=== Begin Enclosure ===

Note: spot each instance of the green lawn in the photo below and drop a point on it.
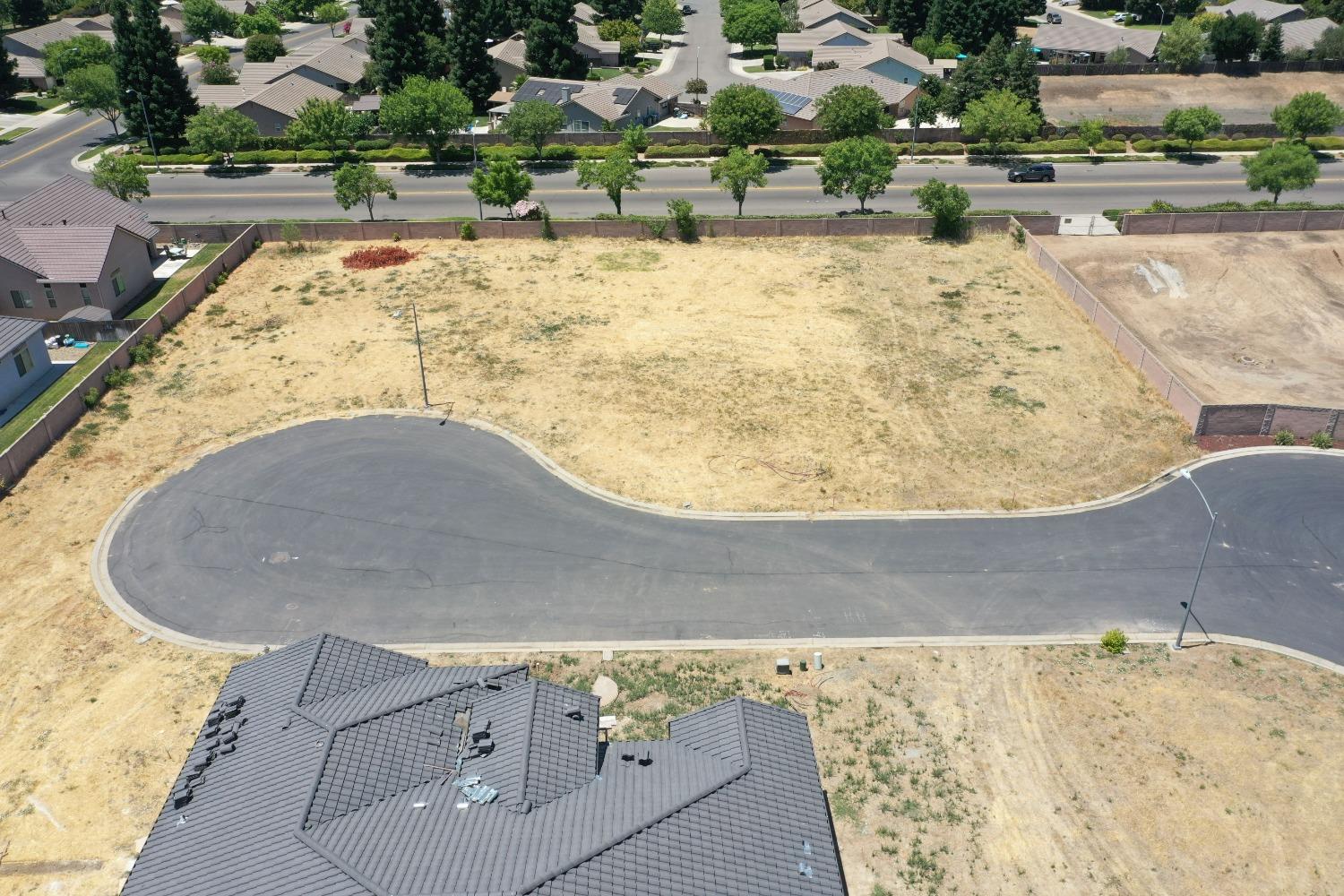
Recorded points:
(11, 432)
(30, 105)
(158, 297)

=== End Enclosure ===

What is expected - Write the records out again exactly; none of the pictures belong in the copy.

Solution to this task -
Note: spot each instance of the green lawn in the photo below and drop a point on it.
Recorded points:
(11, 432)
(30, 105)
(158, 297)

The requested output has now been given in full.